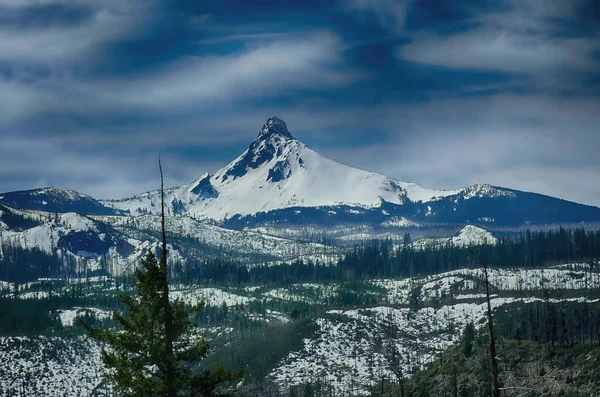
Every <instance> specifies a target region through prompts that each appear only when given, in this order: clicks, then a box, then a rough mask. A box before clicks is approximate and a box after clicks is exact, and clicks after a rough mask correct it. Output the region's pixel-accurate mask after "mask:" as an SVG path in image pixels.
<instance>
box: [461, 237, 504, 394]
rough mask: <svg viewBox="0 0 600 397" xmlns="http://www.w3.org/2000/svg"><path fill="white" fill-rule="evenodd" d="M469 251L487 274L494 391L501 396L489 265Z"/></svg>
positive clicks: (477, 256)
mask: <svg viewBox="0 0 600 397" xmlns="http://www.w3.org/2000/svg"><path fill="white" fill-rule="evenodd" d="M469 252H471V254H473V256H474V257H475V258H477V260H478V261H479V262H480V263H481V265H482V266H483V274H484V275H485V296H486V300H487V306H488V310H487V317H488V331H489V334H490V356H491V358H492V382H493V390H492V393H493V396H494V397H500V386H499V384H498V362H497V361H496V340H495V339H494V322H493V319H492V304H491V303H490V283H489V281H488V274H487V265H486V264H485V262H484V261H483V260H482V259H481V258H480V257H479V256H477V254H476V253H475V252H473V250H472V249H471V248H469Z"/></svg>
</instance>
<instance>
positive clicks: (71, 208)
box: [0, 187, 122, 215]
mask: <svg viewBox="0 0 600 397" xmlns="http://www.w3.org/2000/svg"><path fill="white" fill-rule="evenodd" d="M0 204H5V205H7V206H9V207H13V208H19V209H24V210H39V211H47V212H77V213H81V214H96V215H117V214H120V213H122V212H121V211H118V210H115V209H114V208H110V207H106V206H104V205H103V204H102V203H100V202H99V201H98V200H96V199H95V198H93V197H90V196H88V195H85V194H82V193H79V192H76V191H74V190H61V189H57V188H55V187H46V188H41V189H31V190H21V191H16V192H8V193H0Z"/></svg>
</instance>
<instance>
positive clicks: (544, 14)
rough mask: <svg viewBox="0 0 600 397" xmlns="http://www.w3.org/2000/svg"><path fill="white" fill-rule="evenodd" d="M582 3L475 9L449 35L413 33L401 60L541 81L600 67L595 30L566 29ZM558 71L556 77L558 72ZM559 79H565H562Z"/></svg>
mask: <svg viewBox="0 0 600 397" xmlns="http://www.w3.org/2000/svg"><path fill="white" fill-rule="evenodd" d="M581 4H582V2H580V1H577V0H574V1H556V2H546V1H539V0H523V1H517V0H510V1H508V2H507V7H506V8H505V9H503V10H502V11H478V12H477V13H474V15H472V17H471V18H470V21H471V22H472V23H473V24H474V25H475V26H476V27H475V28H473V29H470V30H466V31H461V32H458V33H454V34H449V35H447V34H446V35H438V34H434V33H431V32H418V33H417V34H416V35H415V36H414V37H413V38H412V42H411V43H409V44H406V45H403V46H401V47H400V48H399V49H398V51H397V55H398V57H399V58H400V59H403V60H407V61H412V62H420V63H425V64H430V65H438V66H444V67H449V68H461V69H476V70H493V71H504V72H516V73H525V74H529V75H531V76H533V77H534V78H535V79H536V81H538V82H540V83H541V84H543V85H548V84H559V83H560V82H561V80H563V79H564V78H566V79H567V80H569V82H570V83H573V79H574V78H575V77H576V76H574V74H576V73H581V72H584V73H589V72H596V73H599V72H600V60H598V58H597V57H596V56H595V54H596V53H597V52H598V51H600V35H598V32H595V33H592V35H591V36H590V35H589V34H587V35H583V36H582V35H580V36H573V35H572V34H571V35H568V34H565V31H564V27H563V24H565V23H572V22H573V19H572V18H574V16H575V15H576V13H577V12H578V10H579V7H580V6H581ZM559 74H560V75H561V76H560V78H559V77H558V76H557V75H559ZM563 81H564V80H563Z"/></svg>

━━━━━━━━━━

Return the lines exactly as they stand, from the start of the entries through the line holding "positive clicks: (71, 208)"; omit the pictures.

Every <instance> specifies a target region through prompts that each appear only when given, in this order: clicks, then a box, then a rough mask. A box before clicks is approximate and a box after clicks is exact, and clicks after a rough mask correct it. Output the region's pixel-accurate mask after "mask:" as an SVG path in image pixels.
<instance>
box: [461, 237, 504, 394]
rough mask: <svg viewBox="0 0 600 397" xmlns="http://www.w3.org/2000/svg"><path fill="white" fill-rule="evenodd" d="M469 251L487 274L494 391L501 396L489 265Z"/></svg>
positive clicks: (477, 256)
mask: <svg viewBox="0 0 600 397" xmlns="http://www.w3.org/2000/svg"><path fill="white" fill-rule="evenodd" d="M469 252H471V254H473V256H474V257H475V258H477V260H478V261H479V262H480V263H481V265H482V266H483V274H484V275H485V296H486V300H487V306H488V310H487V317H488V331H489V334H490V356H491V358H492V382H493V390H492V393H493V396H494V397H500V386H499V384H498V362H497V361H496V340H495V339H494V322H493V319H492V304H491V303H490V283H489V281H488V274H487V265H486V264H485V262H484V261H483V260H482V259H481V258H480V257H479V256H477V254H476V253H475V252H473V250H472V249H471V248H469Z"/></svg>
</instance>
<instance>
positive clicks: (71, 208)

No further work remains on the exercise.